### [Exercise objective]
Starting at the line with "Expected behaviour: the pointer locates the marble" and running to the last of the lines below, write those lines out again with "marble floor" replaced by "tiled floor" and nothing else altered.

═══

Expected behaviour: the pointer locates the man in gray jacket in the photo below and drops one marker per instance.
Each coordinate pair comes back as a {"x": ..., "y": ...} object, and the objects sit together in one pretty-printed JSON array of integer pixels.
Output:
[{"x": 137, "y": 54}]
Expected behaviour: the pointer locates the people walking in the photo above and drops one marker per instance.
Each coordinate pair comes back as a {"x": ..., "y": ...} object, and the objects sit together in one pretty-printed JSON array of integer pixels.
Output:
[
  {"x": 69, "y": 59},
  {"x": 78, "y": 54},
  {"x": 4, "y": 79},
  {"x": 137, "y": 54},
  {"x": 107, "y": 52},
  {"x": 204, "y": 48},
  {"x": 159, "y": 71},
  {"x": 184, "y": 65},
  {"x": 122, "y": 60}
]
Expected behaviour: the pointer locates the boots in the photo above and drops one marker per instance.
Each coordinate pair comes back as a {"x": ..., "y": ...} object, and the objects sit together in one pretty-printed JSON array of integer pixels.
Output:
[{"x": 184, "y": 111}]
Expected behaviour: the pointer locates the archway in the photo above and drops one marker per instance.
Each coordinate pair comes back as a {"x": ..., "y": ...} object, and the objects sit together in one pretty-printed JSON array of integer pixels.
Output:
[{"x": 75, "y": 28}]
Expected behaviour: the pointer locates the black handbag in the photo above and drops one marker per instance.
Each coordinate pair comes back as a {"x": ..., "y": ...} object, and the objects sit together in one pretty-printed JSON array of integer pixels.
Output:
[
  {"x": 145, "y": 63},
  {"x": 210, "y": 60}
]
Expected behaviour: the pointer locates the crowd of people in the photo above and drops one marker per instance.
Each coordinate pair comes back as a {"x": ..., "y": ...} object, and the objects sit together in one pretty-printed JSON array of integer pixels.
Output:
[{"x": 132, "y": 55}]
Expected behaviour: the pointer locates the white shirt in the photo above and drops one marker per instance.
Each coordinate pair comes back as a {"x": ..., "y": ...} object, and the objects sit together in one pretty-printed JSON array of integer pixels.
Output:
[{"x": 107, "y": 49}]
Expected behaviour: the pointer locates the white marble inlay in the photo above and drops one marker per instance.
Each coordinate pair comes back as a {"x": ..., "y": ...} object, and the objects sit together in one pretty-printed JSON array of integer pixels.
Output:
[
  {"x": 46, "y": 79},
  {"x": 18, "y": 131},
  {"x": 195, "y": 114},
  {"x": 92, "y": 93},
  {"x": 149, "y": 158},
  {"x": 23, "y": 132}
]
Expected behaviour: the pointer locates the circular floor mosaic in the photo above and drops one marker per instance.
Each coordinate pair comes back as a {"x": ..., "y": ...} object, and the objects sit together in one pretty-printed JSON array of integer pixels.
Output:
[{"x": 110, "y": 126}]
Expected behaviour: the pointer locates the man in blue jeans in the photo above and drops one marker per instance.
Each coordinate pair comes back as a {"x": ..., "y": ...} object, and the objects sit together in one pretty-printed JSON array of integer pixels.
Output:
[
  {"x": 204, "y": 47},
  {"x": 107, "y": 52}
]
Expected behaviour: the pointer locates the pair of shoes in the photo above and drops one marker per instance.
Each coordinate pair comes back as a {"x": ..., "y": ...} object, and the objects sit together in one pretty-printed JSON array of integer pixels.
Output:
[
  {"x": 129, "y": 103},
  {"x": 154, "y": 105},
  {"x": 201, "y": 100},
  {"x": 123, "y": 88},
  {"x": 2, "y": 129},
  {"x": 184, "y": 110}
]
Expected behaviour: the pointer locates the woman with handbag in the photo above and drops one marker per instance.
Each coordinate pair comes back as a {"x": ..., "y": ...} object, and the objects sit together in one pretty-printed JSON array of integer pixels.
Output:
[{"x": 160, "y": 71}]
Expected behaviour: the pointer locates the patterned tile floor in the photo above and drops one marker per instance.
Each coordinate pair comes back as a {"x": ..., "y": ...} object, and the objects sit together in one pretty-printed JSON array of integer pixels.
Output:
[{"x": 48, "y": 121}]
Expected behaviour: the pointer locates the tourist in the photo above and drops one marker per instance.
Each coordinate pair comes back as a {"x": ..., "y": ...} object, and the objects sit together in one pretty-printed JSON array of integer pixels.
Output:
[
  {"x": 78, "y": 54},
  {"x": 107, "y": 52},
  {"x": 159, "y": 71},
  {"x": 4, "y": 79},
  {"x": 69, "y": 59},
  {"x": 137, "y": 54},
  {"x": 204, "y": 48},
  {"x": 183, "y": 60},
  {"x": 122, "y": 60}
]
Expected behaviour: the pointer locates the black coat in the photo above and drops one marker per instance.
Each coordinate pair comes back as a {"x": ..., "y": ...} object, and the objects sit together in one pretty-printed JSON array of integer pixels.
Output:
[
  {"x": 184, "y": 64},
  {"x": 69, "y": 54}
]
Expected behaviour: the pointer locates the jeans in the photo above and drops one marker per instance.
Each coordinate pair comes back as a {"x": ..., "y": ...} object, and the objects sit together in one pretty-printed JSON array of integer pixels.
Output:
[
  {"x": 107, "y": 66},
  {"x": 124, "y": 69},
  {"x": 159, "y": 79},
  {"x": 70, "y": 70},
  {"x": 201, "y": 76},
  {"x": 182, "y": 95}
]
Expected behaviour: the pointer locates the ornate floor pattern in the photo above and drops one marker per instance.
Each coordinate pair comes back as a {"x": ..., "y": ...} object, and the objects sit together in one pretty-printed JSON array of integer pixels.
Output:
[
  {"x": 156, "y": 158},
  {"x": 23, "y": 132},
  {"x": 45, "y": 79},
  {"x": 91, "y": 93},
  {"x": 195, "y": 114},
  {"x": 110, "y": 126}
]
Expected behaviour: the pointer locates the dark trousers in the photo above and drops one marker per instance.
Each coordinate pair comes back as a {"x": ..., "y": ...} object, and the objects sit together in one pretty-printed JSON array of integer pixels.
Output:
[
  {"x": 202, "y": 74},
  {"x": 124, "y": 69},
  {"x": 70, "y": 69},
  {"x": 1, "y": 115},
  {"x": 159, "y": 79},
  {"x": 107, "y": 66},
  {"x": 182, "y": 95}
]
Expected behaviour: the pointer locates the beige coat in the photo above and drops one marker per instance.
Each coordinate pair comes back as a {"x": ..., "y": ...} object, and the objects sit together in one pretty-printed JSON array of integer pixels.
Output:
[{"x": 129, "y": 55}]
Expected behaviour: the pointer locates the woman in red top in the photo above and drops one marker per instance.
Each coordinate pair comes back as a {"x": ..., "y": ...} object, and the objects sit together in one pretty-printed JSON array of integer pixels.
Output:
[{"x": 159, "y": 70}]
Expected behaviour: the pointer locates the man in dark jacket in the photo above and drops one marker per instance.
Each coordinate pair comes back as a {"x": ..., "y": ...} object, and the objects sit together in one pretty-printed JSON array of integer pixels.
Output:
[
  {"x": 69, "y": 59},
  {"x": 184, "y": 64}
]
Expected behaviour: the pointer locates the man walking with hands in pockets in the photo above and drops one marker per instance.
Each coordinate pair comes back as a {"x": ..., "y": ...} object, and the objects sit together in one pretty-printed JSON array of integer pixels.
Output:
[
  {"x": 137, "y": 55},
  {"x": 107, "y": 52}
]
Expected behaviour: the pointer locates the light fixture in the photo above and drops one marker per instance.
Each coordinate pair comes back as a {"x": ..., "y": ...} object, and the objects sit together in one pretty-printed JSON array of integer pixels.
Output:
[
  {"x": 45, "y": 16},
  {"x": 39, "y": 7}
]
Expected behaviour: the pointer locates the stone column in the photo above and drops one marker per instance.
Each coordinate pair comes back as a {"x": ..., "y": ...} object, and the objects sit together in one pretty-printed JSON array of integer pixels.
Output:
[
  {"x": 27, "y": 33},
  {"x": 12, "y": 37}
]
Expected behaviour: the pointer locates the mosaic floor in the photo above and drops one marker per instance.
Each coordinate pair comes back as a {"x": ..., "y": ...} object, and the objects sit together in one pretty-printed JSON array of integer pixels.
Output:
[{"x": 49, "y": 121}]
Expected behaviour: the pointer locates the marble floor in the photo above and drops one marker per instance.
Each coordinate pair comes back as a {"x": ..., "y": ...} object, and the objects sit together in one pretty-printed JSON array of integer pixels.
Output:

═══

### [Finished answer]
Expected behaviour: the pointer locates the tiled floor in the photo above and drops one marker per instance.
Each coordinate pair comes back as a {"x": ..., "y": ...} object, and the objects sit together in one pretty-printed JSON array of integer pixels.
Output:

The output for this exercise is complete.